Written problem: Output all of the records exactly as written.

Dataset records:

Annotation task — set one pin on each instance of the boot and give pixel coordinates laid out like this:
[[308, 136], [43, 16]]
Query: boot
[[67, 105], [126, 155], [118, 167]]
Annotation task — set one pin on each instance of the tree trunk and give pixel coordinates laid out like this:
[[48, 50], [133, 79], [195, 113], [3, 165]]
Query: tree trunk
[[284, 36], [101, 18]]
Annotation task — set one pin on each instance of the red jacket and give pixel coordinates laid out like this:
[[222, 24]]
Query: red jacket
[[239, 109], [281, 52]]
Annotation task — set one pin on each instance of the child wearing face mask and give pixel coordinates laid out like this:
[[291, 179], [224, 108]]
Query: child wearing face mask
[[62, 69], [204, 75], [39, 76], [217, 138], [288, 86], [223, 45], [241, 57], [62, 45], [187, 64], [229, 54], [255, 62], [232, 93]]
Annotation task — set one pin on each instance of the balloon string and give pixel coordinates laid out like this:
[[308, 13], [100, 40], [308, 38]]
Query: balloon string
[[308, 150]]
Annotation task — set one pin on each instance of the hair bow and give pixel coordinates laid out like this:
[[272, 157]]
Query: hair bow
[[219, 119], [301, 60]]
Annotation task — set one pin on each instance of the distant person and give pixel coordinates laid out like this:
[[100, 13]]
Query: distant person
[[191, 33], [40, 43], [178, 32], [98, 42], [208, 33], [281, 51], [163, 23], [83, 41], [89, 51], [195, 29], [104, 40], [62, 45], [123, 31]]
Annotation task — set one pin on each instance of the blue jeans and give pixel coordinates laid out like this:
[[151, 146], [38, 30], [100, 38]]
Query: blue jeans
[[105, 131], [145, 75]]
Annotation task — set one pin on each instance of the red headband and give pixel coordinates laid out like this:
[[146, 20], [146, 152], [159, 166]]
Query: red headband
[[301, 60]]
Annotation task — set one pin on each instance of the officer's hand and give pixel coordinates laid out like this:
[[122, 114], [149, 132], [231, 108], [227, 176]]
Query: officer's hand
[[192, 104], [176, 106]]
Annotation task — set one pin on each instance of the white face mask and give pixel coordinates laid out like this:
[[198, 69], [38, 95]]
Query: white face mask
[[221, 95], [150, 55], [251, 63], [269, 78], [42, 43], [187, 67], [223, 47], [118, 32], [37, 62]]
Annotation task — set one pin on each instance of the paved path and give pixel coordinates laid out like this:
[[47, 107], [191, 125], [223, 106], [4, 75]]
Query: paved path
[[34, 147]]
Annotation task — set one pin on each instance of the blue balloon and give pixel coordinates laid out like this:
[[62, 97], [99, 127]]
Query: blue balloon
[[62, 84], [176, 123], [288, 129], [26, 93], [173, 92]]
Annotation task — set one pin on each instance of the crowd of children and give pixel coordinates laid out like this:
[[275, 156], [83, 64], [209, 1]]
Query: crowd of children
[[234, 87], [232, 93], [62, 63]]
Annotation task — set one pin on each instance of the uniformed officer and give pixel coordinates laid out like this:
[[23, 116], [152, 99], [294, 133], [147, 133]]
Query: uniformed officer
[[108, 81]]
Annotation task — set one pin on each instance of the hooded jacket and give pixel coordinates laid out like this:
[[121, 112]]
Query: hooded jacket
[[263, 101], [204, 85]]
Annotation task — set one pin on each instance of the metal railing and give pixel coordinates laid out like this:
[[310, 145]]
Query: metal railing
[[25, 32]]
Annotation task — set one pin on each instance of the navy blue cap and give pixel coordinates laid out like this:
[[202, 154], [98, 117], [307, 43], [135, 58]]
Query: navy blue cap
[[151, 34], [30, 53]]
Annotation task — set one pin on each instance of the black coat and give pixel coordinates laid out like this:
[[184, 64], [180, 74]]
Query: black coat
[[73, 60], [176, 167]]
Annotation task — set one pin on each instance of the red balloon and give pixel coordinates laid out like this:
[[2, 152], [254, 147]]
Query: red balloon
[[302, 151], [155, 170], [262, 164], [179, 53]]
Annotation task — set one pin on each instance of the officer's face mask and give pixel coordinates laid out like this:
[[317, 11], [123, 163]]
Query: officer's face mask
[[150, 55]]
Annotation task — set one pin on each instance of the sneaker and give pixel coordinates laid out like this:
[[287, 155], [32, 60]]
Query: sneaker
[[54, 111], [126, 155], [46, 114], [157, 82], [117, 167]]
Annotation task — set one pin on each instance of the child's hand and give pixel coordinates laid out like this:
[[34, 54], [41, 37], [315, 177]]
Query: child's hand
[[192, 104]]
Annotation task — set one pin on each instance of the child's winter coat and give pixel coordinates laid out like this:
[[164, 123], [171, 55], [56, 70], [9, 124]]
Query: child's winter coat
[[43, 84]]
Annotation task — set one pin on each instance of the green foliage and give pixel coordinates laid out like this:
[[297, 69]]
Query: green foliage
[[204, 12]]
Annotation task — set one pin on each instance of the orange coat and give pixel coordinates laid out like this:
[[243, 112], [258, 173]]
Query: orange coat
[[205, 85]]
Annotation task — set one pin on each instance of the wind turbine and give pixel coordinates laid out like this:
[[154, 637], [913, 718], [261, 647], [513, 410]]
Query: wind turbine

Problem solution:
Annotation task — set one pin on each instance of the boot and give pixel coordinates laid out like this:
[[308, 136], [43, 16]]
Query: boot
[[67, 105], [126, 155], [118, 167]]
Annotation task — set one pin on each instance of the tree trunk and give pixel coordinates laid out like this:
[[48, 50], [133, 79], [195, 113], [3, 165]]
Query: tree trunk
[[284, 36], [101, 18]]
Annotation task — set one pin on each instance of the red jacket and give pixel coordinates laid out like this:
[[222, 24]]
Query: red jacket
[[239, 109], [281, 52]]
Annotation task — set one pin on each instance of the child wearing face mask and give pixel coordinates laid out like this:
[[291, 179], [224, 108]]
Query: child wearing face mask
[[62, 69], [204, 75], [39, 76], [217, 138], [288, 86], [223, 45], [241, 57], [62, 45], [187, 64], [229, 54], [255, 62], [232, 93]]
Annotation task — set one pin on each instance of the balloon string and give pixel coordinates laid out like this:
[[308, 13], [100, 40], [308, 38]]
Query: balloon string
[[308, 150]]
Annotation task — set one pin on each instance of the hair bow and give pixel coordinates laid out like this:
[[272, 157]]
Query: hair bow
[[219, 119], [301, 60]]
Annotation task — set one pin on each instance of the distant person and give pixel coordinates laid out like this:
[[100, 13]]
Query: distant person
[[191, 33], [40, 43], [178, 32], [98, 42], [208, 33], [281, 51], [163, 23], [83, 41], [89, 51], [195, 29], [104, 40], [62, 45], [123, 31]]
Annotation task — set one pin on each instance of the blue jeans and give pixel coordinates laid out like this:
[[151, 146], [38, 30], [100, 38]]
Query: blue jeans
[[105, 131], [145, 75]]
Annotation task — set one pin on each instance of the red headband and give pixel coordinates laid out like this:
[[146, 20], [146, 152], [159, 166]]
Query: red headband
[[301, 60]]
Annotation task — set one pin on each instance of the officer's hand and give pixel coordinates laid out like this:
[[122, 114], [149, 132], [231, 108], [227, 176]]
Query: officer's hand
[[192, 104], [176, 106]]
Annotation task — set one pin on each instance of the white face mask and give pixel coordinates laid out like this:
[[198, 69], [38, 95]]
Query: white face mask
[[221, 95], [150, 55], [251, 63], [269, 78], [42, 43], [187, 67], [223, 47], [118, 32], [37, 62]]
Annotation task — set one pin on each instance of the paved path and give pixel coordinates laid out like this:
[[47, 107], [191, 125], [223, 106], [4, 75]]
Query: paved path
[[34, 147]]
Annotation task — set one pin on each instance of the blue balloon and give pixel coordinates laid out like this:
[[62, 97], [99, 127]]
Query: blue balloon
[[62, 84], [176, 123], [288, 129], [26, 93], [173, 92]]
Annotation task — set one pin on each instance of the crowd of children and give pixel coordinates laid out like this:
[[275, 156], [83, 64], [209, 1]]
Query: crowd of children
[[234, 87], [232, 93], [62, 63]]
Annotation task — set one pin on each instance of the uniformed officer and give pixel coordinates laid out like this:
[[23, 116], [152, 99], [294, 133], [147, 133]]
Query: uniformed officer
[[108, 81]]
Annotation task — set one pin on each instance of the hooded jacket and give pixel coordinates laid out like this:
[[121, 112]]
Query: hooded jacket
[[263, 101], [204, 85]]
Annotation task — set one pin on each instance of the metal railing and give pixel coordinates laid out like this:
[[310, 145]]
Query: metal railing
[[25, 32]]
Annotation task — set one pin on each instance of the navy blue cap and give pixel coordinates laid out like this:
[[202, 154], [98, 117], [307, 43], [135, 58]]
Query: navy blue cap
[[151, 34], [30, 53]]
Annotation task — set one pin on each instance of the black coat and give pixel coordinates laid out like this:
[[184, 64], [180, 74]]
Query: black coat
[[73, 60], [176, 167]]
Annotation task — set one pin on each instance of the red balloon and give pixel coordinates laid out like this:
[[2, 152], [254, 147]]
Query: red balloon
[[302, 151], [155, 170], [262, 164], [179, 53]]
Annotation task — set one pin on each instance of the officer's face mask and give pixel coordinates laid out like this:
[[317, 11], [123, 163]]
Query: officer's face mask
[[150, 55]]
Annotation task — set one pin on each instance of the sneaker and give pixel coordinates laid out like this:
[[287, 155], [32, 60]]
Query: sneaker
[[54, 111], [126, 155], [46, 114], [157, 82], [117, 167]]
Annotation task — set one pin on each instance of the child's hand and give pixel coordinates laid out like this:
[[34, 54], [41, 37], [315, 177]]
Query: child's hand
[[192, 104]]
Annotation task — set one pin on each instance of the child's winter coat and give pixel coordinates laid out like this:
[[164, 123], [171, 55], [56, 70], [9, 124]]
Query: child's winter coat
[[43, 84]]
Annotation task — set one pin on each instance of the green foliage and give pixel coordinates laid out like this:
[[297, 69]]
Query: green foliage
[[204, 12]]
Annotation task — set one pin on each instance of the orange coat and give pixel coordinates laid out like this:
[[243, 112], [258, 173]]
Query: orange coat
[[205, 85]]
Annotation task — set one pin on each instance of the wind turbine and give pixel coordinates laid out like this:
[[154, 637], [913, 718], [261, 647], [513, 410]]
Query: wind turbine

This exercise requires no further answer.